** Text shown **

The nature of the task influences the mode (or modes) users select to perform the task. Tasks which are easy to perform in one mode may be difficult or impossible to perform using another mode. Task-oriented suggestions suggest which tasks lend themselves best to data entry using various modes of entry.
New mobile devices will enable users to enter data by speaking into a microphone, writing with a stylus, and pressing keys on a small keypad. These input modes can be used to perform the following four basic manipulation tasks:
There are other basic tasks, but the tasks mentioned above are performed most frequently in common applications using handheld computers.
Table 1 summarizes how users perform the four basic tasks using the following popular input modes:
| Content Manipulation Task | Voice Mode | Pen Mode | Keyboard/keypad | Mouse/Joystick |
|---|---|---|---|---|
| Select objects | (3) Speak the name of the object | (1) Point to or circle the object | (4) Press keys to position the cursor on the object and press the select key | (2) Point to and click on the object or drag to select text |
| Enter text | (2) Speak the words in the text | (3) Write the text | (1) Press keys to spell the words in the text | (4) Spell the text by selecting letters from a soft keyboard |
| Enter symbols | (3) Say the name of the symbol and where it should be placed. | (1) Draw the symbol where it should be placed | (4) Enter one or more characters that together represent the symbol | (2) Select the symbol from a menu and indicate where it should be placed |
| Enter sketches or illustrations | (2) Verbally describe the sketch or illustration | (1) Draw the sketch or illustration | (4) Impossible | (3) Create the sketch by moving the mouse so it leaves a trail (similar to an Etch-a-Sketch™) |
Select objects. Object selection is easy with a pen-just point to or circle the desired object. When using voice, just say the name of the desired object, assuming the object has a name. With a keyboard, press keys to position the cursor on the desired object and press the select key.

** Data entries **

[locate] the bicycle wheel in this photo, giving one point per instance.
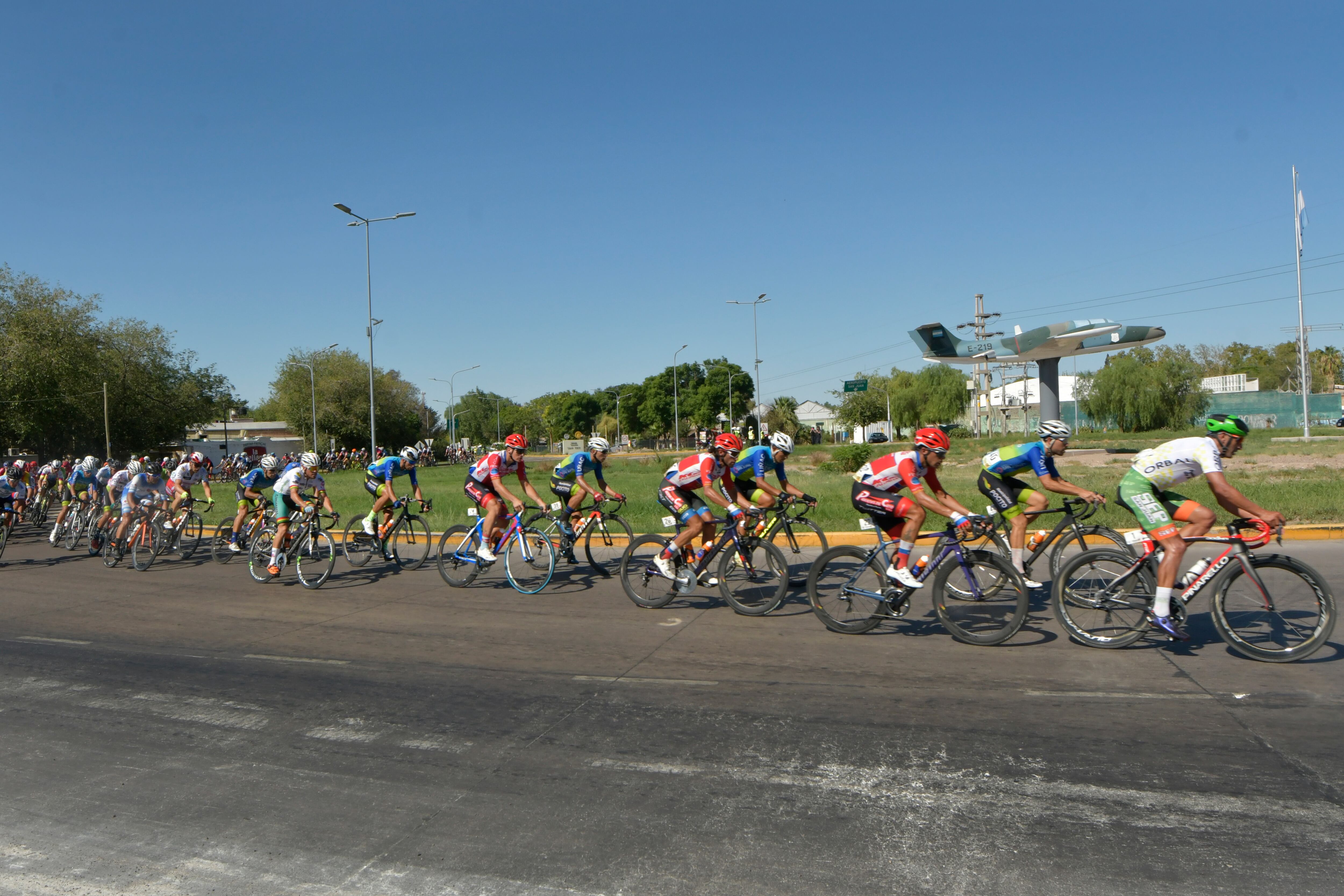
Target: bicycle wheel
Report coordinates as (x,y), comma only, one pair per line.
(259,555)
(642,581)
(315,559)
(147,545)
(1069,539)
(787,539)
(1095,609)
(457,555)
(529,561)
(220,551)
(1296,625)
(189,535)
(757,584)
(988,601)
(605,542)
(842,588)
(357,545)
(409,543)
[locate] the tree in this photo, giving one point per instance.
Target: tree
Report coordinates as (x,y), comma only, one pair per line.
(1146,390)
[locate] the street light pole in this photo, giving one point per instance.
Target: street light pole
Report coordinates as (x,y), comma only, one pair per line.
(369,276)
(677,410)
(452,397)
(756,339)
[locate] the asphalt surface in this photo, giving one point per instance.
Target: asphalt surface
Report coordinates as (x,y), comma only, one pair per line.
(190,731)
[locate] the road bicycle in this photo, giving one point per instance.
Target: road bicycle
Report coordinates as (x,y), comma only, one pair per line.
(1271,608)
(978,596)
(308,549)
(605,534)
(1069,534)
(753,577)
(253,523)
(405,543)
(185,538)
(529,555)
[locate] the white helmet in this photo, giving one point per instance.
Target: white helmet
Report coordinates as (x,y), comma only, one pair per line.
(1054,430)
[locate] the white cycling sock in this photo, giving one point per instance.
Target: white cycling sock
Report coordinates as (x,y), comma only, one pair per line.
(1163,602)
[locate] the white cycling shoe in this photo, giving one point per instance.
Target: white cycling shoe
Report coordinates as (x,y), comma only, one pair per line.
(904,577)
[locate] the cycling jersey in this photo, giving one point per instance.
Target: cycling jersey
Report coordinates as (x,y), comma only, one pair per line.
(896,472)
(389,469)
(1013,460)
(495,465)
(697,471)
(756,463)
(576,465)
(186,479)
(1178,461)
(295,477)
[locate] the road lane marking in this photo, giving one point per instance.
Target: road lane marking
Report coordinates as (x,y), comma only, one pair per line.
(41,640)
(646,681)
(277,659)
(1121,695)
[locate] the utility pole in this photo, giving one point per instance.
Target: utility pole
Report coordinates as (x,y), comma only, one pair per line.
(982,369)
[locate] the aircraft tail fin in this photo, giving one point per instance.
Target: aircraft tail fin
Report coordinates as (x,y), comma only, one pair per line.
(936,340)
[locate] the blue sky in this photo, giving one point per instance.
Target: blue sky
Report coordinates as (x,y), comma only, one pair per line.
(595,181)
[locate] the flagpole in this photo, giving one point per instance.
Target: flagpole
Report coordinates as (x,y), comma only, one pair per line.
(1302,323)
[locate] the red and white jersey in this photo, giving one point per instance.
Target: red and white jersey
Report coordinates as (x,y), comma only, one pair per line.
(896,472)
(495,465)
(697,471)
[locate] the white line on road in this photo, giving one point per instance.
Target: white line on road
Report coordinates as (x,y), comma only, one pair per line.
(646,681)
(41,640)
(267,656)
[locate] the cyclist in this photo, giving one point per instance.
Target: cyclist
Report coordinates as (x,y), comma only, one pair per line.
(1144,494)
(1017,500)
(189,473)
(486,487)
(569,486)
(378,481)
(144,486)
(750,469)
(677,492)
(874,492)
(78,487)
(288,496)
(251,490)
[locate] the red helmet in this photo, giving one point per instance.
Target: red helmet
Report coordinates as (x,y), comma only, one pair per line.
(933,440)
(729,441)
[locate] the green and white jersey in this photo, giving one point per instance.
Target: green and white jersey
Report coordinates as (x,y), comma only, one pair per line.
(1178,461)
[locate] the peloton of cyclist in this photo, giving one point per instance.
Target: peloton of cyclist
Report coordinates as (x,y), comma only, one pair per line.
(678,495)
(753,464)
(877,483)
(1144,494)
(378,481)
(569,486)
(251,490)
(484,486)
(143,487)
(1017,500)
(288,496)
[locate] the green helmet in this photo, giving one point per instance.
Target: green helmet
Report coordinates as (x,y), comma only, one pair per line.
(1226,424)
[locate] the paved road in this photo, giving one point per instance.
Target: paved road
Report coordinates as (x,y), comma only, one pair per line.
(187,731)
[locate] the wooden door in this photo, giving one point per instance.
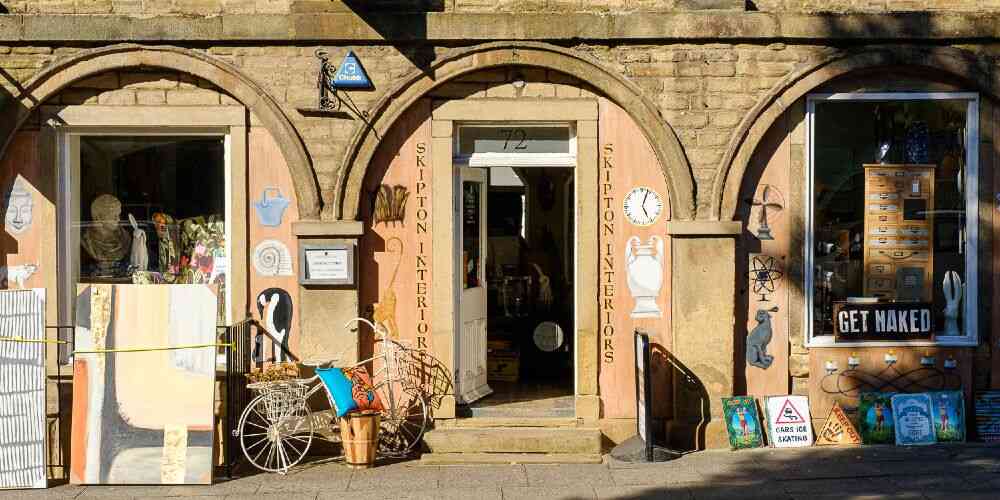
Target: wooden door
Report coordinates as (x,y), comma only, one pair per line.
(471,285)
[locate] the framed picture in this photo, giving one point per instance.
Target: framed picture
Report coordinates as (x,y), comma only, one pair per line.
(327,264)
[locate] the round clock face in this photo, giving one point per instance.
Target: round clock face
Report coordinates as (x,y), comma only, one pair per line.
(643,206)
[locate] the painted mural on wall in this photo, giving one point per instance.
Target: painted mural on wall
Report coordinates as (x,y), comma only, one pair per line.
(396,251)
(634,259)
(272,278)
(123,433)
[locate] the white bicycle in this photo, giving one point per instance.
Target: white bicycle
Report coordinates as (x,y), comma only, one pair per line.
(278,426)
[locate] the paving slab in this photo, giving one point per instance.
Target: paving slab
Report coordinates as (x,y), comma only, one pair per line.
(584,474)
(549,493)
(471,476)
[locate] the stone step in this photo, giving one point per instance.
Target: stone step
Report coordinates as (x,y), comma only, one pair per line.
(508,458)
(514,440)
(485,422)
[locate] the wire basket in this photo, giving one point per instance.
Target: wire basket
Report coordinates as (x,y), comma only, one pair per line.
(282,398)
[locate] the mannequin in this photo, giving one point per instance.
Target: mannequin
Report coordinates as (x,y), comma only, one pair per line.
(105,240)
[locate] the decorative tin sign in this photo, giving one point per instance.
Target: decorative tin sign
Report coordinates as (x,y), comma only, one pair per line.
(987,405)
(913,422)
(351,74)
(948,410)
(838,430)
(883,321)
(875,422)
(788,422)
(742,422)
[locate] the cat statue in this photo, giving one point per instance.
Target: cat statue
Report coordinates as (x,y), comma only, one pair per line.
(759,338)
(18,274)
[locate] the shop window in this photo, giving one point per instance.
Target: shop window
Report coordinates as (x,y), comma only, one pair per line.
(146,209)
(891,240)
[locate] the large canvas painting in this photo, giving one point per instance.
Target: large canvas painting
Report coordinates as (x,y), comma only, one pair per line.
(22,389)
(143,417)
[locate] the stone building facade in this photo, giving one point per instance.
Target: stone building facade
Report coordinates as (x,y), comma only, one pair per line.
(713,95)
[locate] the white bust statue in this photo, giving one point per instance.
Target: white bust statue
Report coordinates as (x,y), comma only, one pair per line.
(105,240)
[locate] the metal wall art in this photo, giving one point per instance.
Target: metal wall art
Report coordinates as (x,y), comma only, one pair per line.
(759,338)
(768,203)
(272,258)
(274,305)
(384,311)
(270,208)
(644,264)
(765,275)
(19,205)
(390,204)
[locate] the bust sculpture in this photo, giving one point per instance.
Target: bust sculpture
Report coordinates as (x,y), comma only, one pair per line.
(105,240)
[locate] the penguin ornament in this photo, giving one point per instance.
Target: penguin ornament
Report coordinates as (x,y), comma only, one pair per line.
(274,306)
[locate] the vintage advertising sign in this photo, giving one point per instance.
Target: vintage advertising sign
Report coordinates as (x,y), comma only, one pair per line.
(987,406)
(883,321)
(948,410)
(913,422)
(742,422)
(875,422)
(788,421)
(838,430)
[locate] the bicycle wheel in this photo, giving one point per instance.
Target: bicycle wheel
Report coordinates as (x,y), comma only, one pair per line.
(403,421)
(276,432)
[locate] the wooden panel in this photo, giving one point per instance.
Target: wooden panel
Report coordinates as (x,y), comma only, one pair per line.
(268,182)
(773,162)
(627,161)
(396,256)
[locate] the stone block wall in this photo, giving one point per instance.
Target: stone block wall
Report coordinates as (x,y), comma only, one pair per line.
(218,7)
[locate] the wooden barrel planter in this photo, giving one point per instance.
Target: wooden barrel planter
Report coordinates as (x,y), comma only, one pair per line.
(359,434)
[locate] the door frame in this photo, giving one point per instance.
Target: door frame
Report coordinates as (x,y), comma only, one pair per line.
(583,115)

** Instruction **
Rewrite the passage of the text on input modes for mobile devices that opens with the words containing "The nature of" and closes with "modes of entry.", switching "Task-oriented suggestions" to "Task-oriented guidelines".

** Solution to this task **
The nature of the task influences the mode (or modes) users select to perform the task. Tasks which are easy to perform in one mode may be difficult or impossible to perform using another mode. Task-oriented guidelines suggest which tasks lend themselves best to data entry using various modes of entry.